Stored entries:
◆ ◆ ◆ ◆

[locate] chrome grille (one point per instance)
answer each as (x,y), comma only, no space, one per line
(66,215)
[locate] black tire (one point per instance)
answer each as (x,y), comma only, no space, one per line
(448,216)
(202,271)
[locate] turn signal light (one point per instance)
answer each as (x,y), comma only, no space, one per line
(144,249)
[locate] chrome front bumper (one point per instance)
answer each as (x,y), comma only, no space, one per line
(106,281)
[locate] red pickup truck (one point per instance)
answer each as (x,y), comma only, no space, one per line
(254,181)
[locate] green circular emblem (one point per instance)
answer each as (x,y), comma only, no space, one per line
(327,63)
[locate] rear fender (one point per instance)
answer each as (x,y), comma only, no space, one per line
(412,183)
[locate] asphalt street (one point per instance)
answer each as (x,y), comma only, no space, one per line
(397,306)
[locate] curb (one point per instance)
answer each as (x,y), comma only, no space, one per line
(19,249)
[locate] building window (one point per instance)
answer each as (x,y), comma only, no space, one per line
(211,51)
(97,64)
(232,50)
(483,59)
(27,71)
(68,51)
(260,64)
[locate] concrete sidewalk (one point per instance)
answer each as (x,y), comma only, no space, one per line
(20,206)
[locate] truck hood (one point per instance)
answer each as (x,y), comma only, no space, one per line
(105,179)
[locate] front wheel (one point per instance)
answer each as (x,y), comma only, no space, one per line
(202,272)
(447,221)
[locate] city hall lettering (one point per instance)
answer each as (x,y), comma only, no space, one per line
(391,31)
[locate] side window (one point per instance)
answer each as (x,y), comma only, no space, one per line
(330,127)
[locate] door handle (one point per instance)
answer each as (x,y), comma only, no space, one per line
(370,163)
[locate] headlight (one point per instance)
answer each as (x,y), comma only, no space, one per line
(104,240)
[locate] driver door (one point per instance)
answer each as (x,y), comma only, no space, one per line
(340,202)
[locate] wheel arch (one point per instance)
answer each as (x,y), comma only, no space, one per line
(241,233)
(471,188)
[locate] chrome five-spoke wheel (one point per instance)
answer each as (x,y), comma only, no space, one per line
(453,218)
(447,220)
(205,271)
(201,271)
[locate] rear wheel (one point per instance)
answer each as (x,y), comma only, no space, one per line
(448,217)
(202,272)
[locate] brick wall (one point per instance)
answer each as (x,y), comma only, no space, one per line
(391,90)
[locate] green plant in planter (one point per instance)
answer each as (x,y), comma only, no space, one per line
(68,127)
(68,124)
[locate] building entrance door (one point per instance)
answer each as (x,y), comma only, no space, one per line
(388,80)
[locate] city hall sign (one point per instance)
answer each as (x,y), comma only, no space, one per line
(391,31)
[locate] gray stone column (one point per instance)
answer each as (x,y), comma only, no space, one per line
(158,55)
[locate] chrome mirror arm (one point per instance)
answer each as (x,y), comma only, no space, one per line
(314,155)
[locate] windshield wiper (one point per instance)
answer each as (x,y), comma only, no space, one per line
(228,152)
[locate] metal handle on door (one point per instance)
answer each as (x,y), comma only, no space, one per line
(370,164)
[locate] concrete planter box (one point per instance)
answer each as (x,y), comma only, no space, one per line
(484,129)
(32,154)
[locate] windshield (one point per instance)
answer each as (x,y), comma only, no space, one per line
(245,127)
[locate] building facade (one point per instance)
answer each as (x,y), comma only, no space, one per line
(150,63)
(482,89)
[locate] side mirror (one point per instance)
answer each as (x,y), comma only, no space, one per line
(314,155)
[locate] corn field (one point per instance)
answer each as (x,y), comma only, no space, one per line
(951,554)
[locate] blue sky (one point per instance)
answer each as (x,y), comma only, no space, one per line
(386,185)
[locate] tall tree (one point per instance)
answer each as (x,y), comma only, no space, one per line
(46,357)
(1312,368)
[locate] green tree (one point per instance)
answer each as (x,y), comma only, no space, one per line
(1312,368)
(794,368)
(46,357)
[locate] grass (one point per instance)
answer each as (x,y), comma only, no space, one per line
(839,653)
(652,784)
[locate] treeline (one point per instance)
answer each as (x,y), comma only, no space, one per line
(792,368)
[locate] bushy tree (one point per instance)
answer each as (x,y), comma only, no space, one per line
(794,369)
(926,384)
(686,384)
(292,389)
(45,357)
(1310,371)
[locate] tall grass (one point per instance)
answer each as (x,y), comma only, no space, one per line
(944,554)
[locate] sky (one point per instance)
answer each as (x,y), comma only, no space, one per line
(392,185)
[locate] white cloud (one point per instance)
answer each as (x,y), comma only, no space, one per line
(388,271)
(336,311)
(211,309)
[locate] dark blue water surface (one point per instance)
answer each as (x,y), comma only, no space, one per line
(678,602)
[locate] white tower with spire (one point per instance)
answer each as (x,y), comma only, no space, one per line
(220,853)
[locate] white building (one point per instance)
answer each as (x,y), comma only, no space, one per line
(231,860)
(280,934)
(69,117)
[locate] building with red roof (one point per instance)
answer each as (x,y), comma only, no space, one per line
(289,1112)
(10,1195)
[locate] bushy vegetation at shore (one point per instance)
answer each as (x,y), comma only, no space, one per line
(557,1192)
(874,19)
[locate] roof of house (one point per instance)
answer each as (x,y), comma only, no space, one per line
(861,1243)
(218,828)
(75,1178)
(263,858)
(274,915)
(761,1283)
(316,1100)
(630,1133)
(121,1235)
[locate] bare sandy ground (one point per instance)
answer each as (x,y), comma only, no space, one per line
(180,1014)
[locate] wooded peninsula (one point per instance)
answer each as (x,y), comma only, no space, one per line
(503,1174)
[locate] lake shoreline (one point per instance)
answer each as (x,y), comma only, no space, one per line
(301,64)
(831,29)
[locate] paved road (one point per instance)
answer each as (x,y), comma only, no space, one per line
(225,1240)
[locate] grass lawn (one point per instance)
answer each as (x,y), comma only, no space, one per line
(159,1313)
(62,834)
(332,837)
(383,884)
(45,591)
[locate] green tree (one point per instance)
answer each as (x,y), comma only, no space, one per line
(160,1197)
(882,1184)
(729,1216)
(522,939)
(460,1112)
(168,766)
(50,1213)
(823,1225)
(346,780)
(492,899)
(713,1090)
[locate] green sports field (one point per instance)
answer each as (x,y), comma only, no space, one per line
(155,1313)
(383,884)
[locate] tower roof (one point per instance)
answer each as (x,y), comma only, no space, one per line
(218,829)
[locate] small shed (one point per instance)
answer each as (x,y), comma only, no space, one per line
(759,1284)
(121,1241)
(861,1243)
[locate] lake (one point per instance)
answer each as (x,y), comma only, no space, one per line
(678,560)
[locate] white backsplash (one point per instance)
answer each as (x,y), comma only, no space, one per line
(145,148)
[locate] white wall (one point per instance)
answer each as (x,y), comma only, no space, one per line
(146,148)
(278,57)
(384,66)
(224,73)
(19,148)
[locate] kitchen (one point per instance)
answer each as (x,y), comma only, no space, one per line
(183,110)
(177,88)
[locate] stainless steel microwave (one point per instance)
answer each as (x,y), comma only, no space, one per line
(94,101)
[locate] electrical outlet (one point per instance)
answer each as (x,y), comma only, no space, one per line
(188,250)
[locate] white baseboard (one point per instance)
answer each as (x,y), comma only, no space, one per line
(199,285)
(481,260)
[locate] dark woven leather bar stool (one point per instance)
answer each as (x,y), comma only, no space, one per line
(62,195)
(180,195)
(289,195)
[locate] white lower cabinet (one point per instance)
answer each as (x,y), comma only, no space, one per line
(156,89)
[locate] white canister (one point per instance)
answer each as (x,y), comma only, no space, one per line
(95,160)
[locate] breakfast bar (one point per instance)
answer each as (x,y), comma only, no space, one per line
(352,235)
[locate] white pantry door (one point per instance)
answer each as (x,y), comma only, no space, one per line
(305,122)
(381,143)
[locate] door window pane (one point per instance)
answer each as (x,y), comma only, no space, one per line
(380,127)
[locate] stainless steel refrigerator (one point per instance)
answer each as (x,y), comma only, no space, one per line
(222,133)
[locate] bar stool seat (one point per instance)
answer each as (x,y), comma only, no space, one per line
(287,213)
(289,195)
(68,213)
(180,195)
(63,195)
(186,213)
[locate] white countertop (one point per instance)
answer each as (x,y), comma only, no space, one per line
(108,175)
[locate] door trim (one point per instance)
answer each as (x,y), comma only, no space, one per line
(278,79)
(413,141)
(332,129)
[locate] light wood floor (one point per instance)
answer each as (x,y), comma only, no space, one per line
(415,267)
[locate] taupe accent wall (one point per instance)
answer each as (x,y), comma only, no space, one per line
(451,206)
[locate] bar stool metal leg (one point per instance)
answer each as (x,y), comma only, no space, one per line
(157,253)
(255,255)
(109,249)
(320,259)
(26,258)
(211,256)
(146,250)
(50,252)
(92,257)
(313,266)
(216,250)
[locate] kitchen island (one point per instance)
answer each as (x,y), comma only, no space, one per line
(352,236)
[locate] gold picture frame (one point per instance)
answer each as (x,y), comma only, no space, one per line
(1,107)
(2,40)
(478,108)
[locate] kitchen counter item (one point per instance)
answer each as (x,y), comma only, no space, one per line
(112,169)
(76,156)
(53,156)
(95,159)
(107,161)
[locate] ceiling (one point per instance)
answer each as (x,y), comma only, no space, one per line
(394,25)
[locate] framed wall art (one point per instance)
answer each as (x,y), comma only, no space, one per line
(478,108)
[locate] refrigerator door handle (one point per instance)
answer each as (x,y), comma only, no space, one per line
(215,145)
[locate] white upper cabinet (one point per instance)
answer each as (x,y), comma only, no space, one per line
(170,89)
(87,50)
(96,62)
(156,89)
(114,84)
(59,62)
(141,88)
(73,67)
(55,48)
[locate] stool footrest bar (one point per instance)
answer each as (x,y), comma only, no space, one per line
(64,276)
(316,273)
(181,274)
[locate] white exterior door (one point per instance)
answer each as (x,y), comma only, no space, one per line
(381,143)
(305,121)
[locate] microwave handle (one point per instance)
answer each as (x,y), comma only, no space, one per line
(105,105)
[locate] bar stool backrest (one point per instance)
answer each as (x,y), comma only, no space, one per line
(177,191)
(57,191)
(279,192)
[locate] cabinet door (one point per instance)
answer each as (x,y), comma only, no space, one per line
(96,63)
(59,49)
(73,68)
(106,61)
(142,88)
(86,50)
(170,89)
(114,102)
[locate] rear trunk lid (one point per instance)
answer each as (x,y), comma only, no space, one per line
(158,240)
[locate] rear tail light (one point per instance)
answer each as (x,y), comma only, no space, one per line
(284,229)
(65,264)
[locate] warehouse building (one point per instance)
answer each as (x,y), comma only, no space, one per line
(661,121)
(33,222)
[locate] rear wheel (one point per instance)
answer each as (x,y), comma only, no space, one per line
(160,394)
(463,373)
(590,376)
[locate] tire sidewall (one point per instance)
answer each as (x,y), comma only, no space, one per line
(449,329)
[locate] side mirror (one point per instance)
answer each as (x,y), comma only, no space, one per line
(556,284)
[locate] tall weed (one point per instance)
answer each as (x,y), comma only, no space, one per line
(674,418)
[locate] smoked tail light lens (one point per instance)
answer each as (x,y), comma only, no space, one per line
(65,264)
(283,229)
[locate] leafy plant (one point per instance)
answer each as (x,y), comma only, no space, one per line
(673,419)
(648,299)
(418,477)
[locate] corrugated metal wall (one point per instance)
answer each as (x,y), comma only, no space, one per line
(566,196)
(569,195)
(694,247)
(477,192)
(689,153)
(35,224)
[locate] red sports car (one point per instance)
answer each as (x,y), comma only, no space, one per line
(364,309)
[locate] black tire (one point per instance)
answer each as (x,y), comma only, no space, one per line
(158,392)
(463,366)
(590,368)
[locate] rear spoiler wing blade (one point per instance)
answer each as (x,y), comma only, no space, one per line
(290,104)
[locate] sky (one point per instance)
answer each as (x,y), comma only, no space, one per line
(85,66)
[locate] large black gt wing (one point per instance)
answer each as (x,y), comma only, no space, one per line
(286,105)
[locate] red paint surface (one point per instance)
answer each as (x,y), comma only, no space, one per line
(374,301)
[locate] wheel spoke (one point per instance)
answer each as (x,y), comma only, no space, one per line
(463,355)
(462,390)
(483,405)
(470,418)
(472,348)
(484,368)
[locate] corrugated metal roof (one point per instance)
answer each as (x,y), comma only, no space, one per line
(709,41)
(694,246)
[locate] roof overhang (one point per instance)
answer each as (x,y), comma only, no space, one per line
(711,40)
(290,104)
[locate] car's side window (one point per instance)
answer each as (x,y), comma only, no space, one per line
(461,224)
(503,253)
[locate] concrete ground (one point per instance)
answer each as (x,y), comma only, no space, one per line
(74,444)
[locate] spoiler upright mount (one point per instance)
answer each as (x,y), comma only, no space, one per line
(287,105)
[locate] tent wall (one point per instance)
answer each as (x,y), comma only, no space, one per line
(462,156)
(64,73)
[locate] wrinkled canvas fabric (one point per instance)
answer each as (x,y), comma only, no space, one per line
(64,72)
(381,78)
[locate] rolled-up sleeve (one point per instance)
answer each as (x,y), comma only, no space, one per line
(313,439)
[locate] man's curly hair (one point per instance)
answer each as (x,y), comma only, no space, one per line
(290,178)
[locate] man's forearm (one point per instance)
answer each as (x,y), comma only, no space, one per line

◆ ◆ ◆ ◆

**Instruction:** Using the material above, reproduce exactly the line that contains "[locate] red sports" and all lines after it through the last one, and only those.

**Written answer:**
[locate] red sports car (one point per instance)
answer each as (x,y), comma only, no space, one per line
(364,309)
[locate] black tire (one point per instance)
answer each as (x,y), comma only, no space, one per line
(158,392)
(463,366)
(590,368)
[locate] rear spoiler wing blade (one point per instance)
answer each as (x,y), comma only, no space, one per line
(290,104)
[locate] sky (one point per instance)
answer each as (x,y), comma only, no space, one per line
(85,66)
[locate] large black gt wing (one point per instance)
answer each as (x,y), comma only, no space, one per line
(286,105)
[locate] red paint surface (one point per instance)
answer each as (x,y), comma only, no space, one per line
(374,301)
[locate] wheel spoke (one point per instance)
answer each as (x,y), comma only, no space, one per line
(463,355)
(462,390)
(483,405)
(470,418)
(472,348)
(484,368)
[locate] corrugated metal roof (one point per instance)
answer each as (x,y), comma only, no space, one per line
(709,41)
(694,246)
[locate] roof overhang (one point per instance)
answer each as (x,y), comma only, no space, one per line
(711,40)
(290,104)
[locate] car's side window (one point per instance)
answer each as (x,y), comma only, no space, one per line
(461,224)
(503,253)
[locate] concrete ground (one point per instance)
answer each as (x,y), comma only, no space, one per line
(74,444)
[locate] spoiler upright mount (one point per instance)
answer each as (x,y), comma only, no space, one per line
(287,105)
[locate] tent wall (one point per instance)
answer each as (x,y), comma only, no space, one per line
(462,156)
(64,73)
[locate] wrinkled canvas fabric (one point per instance)
answer each as (x,y), comma only, no space, one per line
(64,72)
(381,78)
[locate] rolled-up sleeve (one point per instance)
answer each as (x,y), comma only, no space, one per line
(313,439)
[locate] man's curly hair (one point per instance)
answer each as (x,y), comma only, no space, one per line
(290,178)
[locate] man's forearm (one point per instance)
answer each as (x,y), comma only, no space, one per line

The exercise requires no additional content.